_Source text_.
----

Vinoth Ramachandra

Archive for October 2013

Australia is a strange country. Vast in size, small in population; and yet its recent elections were dominated by the theme of preventing refugees and asylum-seekers (the so-called “boat people”) from entering the country. The two major political parties vied with each other as to who would be “toughest” on these people, variously dubbed “economic migrants” or “criminals” (indeed, the two terms are often used inter-changeably).

Australia is not only a new country, its politicians seem to have short memories. All their ancestors, unless they sprang from the indigenous aborigines, were immigrants from Europe or Asia. Many of them were also criminals from Britain sent to the Australian outback to serve their penal servitude.

The Australian government openly recruits professionals from nations like Sri Lanka. There is a vast number of Sri Lankan doctors, engineers, accountants, and others who have been encouraged to migrate by Australian governments over the past thirty years or so. Many of them were educated in local state universities which do not charge tuition. The Australian government does not compensate Sri Lankan taxpayers for this “brain drain”, nor do other Western countries. Our universities have become training schools for foreign employment. The trickle of “aid” that flows the other way is wholly disproportionate to what the country loses in terms of skilled human resources.

Such economic migrants are deemed acceptable. So are the thousands of Australians who emigrate to the US in search of higher-paid jobs. The poor are told that they must follow “proper channels” in applying for travel visas. But the application procedures are so complex and expensive, that few middle-class people can navigate their way around them, leave alone the poor. Even well-traveled people like myself feel humiliated at Western embassies by the meaningless questions we have to answer every time we have to travel. What makes it worse is that many Western countries, including Britain and Australia, now outsource the visa application process to local companies whose employees are little bureaucrats who cannot think “outside the box” when it comes to dealing with individuals. All this is about reducing costs. So what chance do the poor have in climbing these bureaucratic hurdles? So much less cumbersome to borrow money from loan sharks and be smuggled across borders.

I observe that it is the recent middle-class migrants to Australia and Britain (from places like India or Sri Lanka) who tend to become most fiercely “anti-immigration”. It is as if they have to guard their privileged positions. One rarely reads in the British or Australian media stories of poor refugees or economic migrants – who were once dubbed “criminals” or “welfare cheats”- now contributing massively to their new nations. It is the negative image that is routinely displayed in the tabloids. (Is Mohammed Farah, Britain’s most famous athlete, called “Mo” in the media to downplay his Somali Muslim origins?).

----

_Task list_.
A. Copy everything in the essay on Australia and migration from "I observe that" down to "Somali Muslim origins?).", word for word.
B. Using the essay on Australia and migration, mark each statement yes or no and quote the words that decide it. (i) Australia is described as having a small population. (ii) The local state universities that educated many Sri Lankan migrants charge tuition. (iii) Britain and Australia are named among the countries that hand the visa application process to local companies.

----

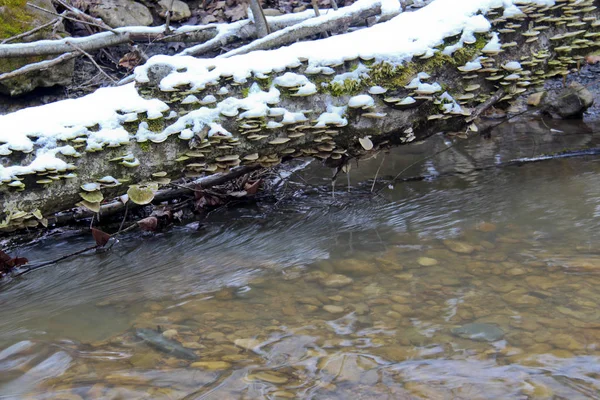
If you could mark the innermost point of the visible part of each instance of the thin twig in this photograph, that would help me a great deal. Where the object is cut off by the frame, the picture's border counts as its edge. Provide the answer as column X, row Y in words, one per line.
column 85, row 17
column 73, row 19
column 45, row 264
column 168, row 19
column 260, row 21
column 415, row 163
column 377, row 173
column 89, row 56
column 30, row 32
column 315, row 5
column 42, row 65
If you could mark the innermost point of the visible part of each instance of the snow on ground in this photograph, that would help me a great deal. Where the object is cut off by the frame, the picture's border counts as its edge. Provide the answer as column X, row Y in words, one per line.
column 395, row 41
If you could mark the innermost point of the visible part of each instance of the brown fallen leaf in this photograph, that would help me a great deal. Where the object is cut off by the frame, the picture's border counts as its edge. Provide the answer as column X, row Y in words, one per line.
column 148, row 224
column 100, row 237
column 252, row 187
column 237, row 13
column 130, row 60
column 591, row 59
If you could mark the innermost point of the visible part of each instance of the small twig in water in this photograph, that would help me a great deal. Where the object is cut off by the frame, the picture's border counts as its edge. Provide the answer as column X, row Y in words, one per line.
column 30, row 32
column 377, row 173
column 45, row 264
column 168, row 19
column 89, row 56
column 73, row 19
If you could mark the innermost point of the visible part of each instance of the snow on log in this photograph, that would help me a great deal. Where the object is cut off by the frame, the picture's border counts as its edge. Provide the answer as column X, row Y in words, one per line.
column 333, row 99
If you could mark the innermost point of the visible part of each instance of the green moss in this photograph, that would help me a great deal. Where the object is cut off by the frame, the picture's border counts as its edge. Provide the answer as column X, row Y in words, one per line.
column 390, row 76
column 347, row 87
column 155, row 125
column 433, row 64
column 265, row 84
column 145, row 146
column 468, row 52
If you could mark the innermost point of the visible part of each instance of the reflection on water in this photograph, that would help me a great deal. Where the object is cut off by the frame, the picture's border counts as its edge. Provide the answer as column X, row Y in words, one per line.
column 471, row 286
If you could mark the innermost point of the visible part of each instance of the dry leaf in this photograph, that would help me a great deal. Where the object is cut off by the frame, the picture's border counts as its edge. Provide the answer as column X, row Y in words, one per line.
column 236, row 13
column 366, row 143
column 592, row 59
column 252, row 188
column 148, row 224
column 100, row 237
column 130, row 60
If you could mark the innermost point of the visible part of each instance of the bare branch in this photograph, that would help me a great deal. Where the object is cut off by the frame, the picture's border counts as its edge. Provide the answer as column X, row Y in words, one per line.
column 30, row 32
column 104, row 27
column 168, row 20
column 262, row 27
column 39, row 66
column 329, row 22
column 93, row 62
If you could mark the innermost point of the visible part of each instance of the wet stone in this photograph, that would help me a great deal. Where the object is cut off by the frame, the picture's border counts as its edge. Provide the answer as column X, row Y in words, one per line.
column 211, row 365
column 248, row 344
column 355, row 267
column 427, row 261
column 333, row 309
column 170, row 333
column 336, row 281
column 459, row 247
column 268, row 377
column 479, row 332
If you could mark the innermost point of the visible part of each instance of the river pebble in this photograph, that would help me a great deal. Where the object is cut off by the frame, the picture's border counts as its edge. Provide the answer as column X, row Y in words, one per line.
column 479, row 332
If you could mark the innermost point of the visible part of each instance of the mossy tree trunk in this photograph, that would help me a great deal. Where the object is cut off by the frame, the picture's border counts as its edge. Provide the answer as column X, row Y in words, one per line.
column 543, row 42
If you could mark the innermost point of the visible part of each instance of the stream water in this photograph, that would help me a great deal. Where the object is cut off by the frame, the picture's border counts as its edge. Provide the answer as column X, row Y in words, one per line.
column 471, row 285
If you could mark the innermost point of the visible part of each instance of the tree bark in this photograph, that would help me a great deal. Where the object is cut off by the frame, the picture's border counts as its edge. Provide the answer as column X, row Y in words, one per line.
column 267, row 141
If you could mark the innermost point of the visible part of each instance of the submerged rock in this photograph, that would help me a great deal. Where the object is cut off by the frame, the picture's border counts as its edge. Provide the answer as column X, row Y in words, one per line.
column 479, row 332
column 427, row 261
column 570, row 102
column 355, row 267
column 459, row 247
column 159, row 342
column 336, row 281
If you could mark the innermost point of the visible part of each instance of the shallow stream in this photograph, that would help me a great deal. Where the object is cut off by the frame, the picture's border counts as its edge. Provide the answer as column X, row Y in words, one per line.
column 465, row 285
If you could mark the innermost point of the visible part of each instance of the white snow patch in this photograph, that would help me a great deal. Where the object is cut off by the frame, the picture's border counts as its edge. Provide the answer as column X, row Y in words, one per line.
column 414, row 33
column 361, row 101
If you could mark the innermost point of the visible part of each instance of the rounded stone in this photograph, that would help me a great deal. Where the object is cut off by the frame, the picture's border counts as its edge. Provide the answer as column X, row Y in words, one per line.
column 459, row 247
column 427, row 261
column 336, row 281
column 479, row 332
column 211, row 365
column 170, row 333
column 333, row 309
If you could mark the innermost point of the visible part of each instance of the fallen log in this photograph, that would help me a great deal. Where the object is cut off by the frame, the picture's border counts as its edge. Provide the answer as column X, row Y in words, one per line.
column 335, row 99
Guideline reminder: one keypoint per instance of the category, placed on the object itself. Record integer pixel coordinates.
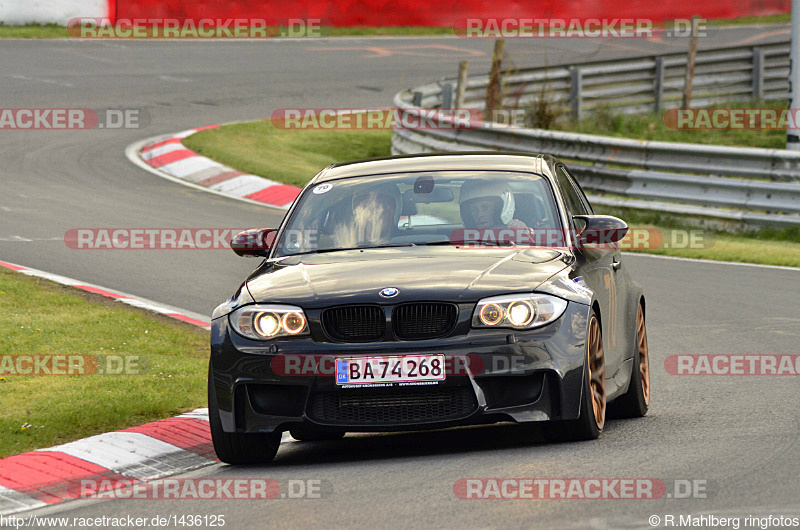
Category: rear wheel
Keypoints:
(592, 417)
(635, 402)
(237, 447)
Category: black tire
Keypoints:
(304, 434)
(587, 426)
(235, 447)
(635, 402)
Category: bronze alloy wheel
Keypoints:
(597, 372)
(644, 361)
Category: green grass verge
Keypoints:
(33, 31)
(38, 317)
(294, 156)
(652, 127)
(285, 155)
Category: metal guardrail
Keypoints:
(749, 187)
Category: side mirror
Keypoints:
(256, 242)
(600, 229)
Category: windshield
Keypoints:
(415, 209)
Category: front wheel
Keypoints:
(236, 447)
(592, 417)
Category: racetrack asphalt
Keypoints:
(739, 434)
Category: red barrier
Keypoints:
(438, 12)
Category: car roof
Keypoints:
(480, 160)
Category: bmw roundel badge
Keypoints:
(389, 292)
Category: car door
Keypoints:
(598, 265)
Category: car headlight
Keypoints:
(524, 311)
(264, 322)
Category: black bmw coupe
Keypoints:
(429, 291)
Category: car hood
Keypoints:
(420, 273)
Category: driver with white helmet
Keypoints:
(487, 204)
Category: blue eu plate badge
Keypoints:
(341, 371)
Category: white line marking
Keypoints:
(131, 152)
(47, 81)
(12, 501)
(131, 454)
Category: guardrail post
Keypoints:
(575, 88)
(758, 73)
(462, 83)
(447, 96)
(658, 84)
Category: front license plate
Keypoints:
(390, 369)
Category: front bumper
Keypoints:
(494, 376)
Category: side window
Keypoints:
(573, 202)
(581, 194)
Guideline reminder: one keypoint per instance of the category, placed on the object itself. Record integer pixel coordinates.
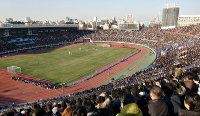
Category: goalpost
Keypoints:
(14, 69)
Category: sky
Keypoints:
(142, 10)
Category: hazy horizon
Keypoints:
(142, 10)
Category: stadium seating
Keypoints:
(178, 95)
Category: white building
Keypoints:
(186, 20)
(129, 18)
(27, 19)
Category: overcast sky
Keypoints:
(142, 10)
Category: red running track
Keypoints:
(19, 92)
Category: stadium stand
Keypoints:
(168, 87)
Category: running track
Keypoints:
(19, 92)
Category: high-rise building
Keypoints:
(129, 18)
(27, 19)
(170, 16)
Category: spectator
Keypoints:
(157, 106)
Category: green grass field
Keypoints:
(61, 66)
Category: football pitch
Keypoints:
(66, 64)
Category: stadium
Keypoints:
(46, 65)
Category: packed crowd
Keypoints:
(168, 87)
(18, 44)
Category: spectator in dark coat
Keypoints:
(157, 106)
(192, 104)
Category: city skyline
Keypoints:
(142, 10)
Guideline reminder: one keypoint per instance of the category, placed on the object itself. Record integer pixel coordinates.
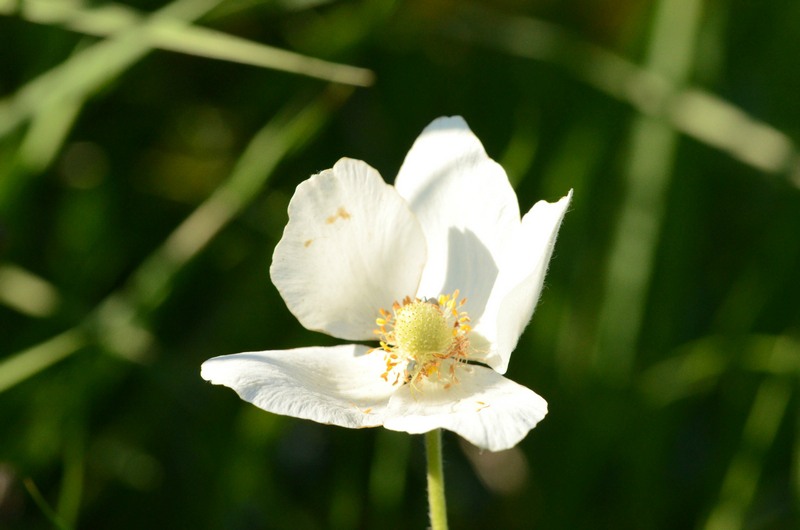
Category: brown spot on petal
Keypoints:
(341, 213)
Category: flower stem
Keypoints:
(436, 500)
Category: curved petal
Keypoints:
(351, 247)
(466, 207)
(485, 408)
(340, 385)
(522, 270)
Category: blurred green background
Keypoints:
(147, 156)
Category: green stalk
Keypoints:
(436, 500)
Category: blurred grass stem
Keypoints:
(436, 499)
(172, 35)
(116, 322)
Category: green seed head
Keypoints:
(421, 330)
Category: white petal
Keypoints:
(485, 408)
(523, 266)
(351, 247)
(466, 208)
(340, 385)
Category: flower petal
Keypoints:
(340, 385)
(485, 408)
(351, 247)
(522, 270)
(466, 207)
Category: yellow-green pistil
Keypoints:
(418, 336)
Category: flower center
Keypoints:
(424, 339)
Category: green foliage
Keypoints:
(147, 156)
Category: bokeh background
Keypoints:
(148, 152)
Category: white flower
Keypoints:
(439, 270)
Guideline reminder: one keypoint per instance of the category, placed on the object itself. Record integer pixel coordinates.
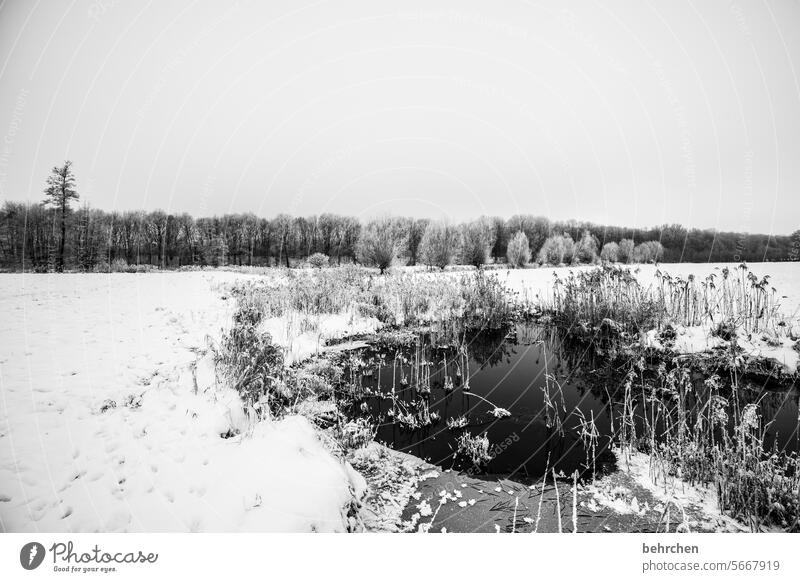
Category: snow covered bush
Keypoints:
(475, 448)
(247, 361)
(519, 253)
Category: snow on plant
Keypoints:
(475, 448)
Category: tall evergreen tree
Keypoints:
(59, 193)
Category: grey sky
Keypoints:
(623, 112)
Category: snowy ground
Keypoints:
(107, 424)
(110, 420)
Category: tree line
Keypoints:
(58, 234)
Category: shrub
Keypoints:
(625, 251)
(318, 260)
(380, 243)
(475, 448)
(518, 253)
(476, 241)
(610, 252)
(439, 244)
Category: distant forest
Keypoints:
(52, 235)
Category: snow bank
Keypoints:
(108, 422)
(700, 339)
(302, 336)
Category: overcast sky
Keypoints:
(618, 112)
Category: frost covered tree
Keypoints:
(59, 193)
(380, 243)
(609, 252)
(552, 251)
(648, 252)
(439, 244)
(586, 248)
(476, 242)
(518, 253)
(318, 260)
(625, 251)
(794, 248)
(569, 249)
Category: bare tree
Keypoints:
(476, 242)
(518, 253)
(380, 243)
(439, 244)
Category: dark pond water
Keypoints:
(557, 395)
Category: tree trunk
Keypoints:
(60, 266)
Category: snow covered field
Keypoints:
(109, 420)
(105, 426)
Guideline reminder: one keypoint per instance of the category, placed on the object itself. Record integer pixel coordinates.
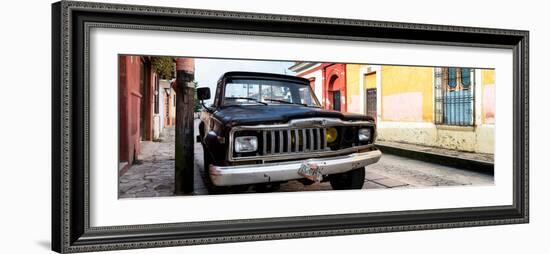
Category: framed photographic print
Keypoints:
(179, 126)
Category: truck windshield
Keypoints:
(260, 91)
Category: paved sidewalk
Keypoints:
(153, 175)
(447, 157)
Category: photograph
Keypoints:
(204, 126)
(175, 126)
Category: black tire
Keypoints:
(351, 180)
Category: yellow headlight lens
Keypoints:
(332, 134)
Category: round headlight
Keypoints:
(332, 134)
(365, 134)
(246, 144)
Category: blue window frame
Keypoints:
(454, 96)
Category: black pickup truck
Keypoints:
(265, 129)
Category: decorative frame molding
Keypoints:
(71, 22)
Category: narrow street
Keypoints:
(153, 175)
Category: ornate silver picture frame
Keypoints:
(71, 24)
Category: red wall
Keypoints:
(129, 108)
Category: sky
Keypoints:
(208, 70)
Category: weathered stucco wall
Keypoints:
(407, 93)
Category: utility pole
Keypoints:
(185, 102)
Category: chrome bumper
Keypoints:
(284, 171)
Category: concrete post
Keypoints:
(185, 101)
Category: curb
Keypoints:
(445, 160)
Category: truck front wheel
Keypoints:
(353, 179)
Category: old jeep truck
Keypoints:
(265, 129)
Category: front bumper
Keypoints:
(284, 171)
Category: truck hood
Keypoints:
(261, 114)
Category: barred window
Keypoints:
(454, 96)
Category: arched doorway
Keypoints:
(334, 94)
(335, 87)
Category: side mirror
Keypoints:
(203, 93)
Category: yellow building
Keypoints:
(441, 107)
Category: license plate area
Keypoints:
(310, 171)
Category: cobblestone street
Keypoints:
(153, 176)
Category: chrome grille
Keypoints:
(293, 141)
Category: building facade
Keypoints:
(141, 107)
(441, 107)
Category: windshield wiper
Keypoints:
(246, 98)
(285, 102)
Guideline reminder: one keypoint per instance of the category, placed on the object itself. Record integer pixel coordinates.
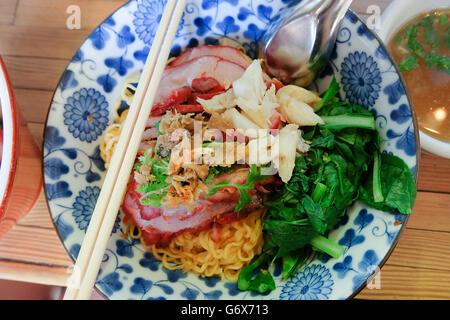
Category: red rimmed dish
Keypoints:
(20, 175)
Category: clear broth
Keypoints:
(429, 87)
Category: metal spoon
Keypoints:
(299, 42)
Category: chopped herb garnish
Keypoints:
(434, 38)
(254, 175)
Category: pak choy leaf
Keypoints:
(262, 281)
(398, 186)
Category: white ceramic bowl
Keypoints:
(93, 82)
(397, 14)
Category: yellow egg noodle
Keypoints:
(240, 241)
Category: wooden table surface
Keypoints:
(36, 47)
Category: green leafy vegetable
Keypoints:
(343, 165)
(155, 190)
(262, 282)
(397, 186)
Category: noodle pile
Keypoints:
(240, 241)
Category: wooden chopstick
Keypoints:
(108, 204)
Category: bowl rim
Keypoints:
(392, 25)
(417, 140)
(8, 168)
(413, 117)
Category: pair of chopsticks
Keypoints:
(102, 221)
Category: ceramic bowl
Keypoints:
(20, 174)
(396, 15)
(89, 90)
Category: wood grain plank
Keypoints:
(422, 249)
(434, 173)
(39, 217)
(50, 13)
(48, 275)
(37, 131)
(7, 11)
(33, 72)
(431, 212)
(25, 243)
(397, 282)
(34, 41)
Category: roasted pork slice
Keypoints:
(225, 52)
(176, 77)
(160, 224)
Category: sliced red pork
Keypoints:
(225, 52)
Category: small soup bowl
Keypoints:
(396, 15)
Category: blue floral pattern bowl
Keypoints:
(89, 91)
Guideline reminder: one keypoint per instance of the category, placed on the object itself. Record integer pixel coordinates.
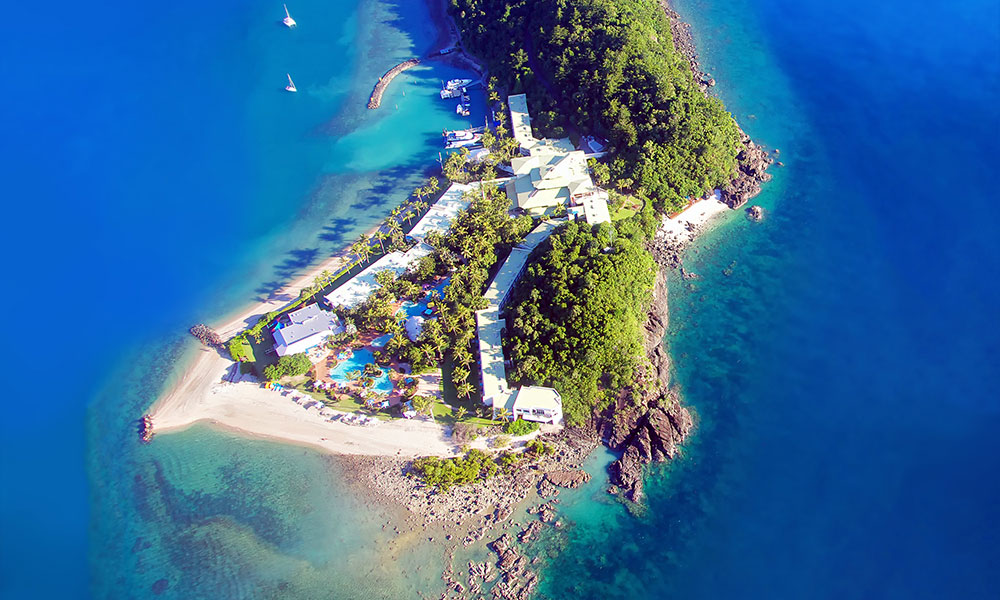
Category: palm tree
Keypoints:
(362, 248)
(465, 389)
(380, 237)
(464, 358)
(460, 374)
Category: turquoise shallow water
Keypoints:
(838, 353)
(842, 373)
(161, 168)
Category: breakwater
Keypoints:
(383, 82)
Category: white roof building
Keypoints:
(438, 218)
(358, 288)
(534, 403)
(490, 326)
(552, 174)
(309, 327)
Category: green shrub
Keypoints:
(288, 366)
(465, 432)
(540, 448)
(444, 473)
(520, 427)
(240, 349)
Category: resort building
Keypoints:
(355, 291)
(534, 403)
(552, 173)
(490, 324)
(306, 328)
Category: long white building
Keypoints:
(306, 328)
(552, 173)
(535, 403)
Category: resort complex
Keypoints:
(551, 174)
(540, 404)
(304, 329)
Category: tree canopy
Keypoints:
(577, 315)
(609, 67)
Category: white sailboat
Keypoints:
(288, 20)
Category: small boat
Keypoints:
(457, 84)
(462, 142)
(453, 88)
(458, 135)
(288, 20)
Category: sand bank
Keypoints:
(255, 411)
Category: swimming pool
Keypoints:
(381, 341)
(357, 362)
(411, 309)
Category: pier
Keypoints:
(383, 82)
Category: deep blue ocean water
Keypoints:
(844, 373)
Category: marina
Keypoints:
(383, 82)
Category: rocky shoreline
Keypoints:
(465, 515)
(648, 423)
(654, 428)
(753, 159)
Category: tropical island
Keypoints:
(506, 318)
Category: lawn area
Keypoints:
(622, 213)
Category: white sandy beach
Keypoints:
(693, 218)
(255, 411)
(201, 395)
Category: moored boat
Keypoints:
(288, 20)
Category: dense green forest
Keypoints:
(609, 67)
(577, 315)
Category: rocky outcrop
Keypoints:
(206, 335)
(648, 423)
(567, 479)
(516, 581)
(753, 160)
(751, 173)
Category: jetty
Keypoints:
(383, 82)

----

_Your written answers_.
A.
I observe that it is the recent middle-class migrants to Australia and Britain (from places like India or Sri Lanka) who tend to become most fiercely “anti-immigration”. It is as if they have to guard their privileged positions. One rarely reads in the British or Australian media stories of poor refugees or economic migrants – who were once dubbed “criminals” or “welfare cheats”- now contributing massively to their new nations. It is the negative image that is routinely displayed in the tabloids. (Is Mohammed Farah, Britain’s most famous athlete, called “Mo” in the media to downplay his Somali Muslim origins?).

B.
(i) Yes: "Vast in size, small in population"
(ii) No: "local state universities which do not charge tuition"
(iii) Yes: "many Western countries, including Britain and Australia, now outsource the visa application process to local companies"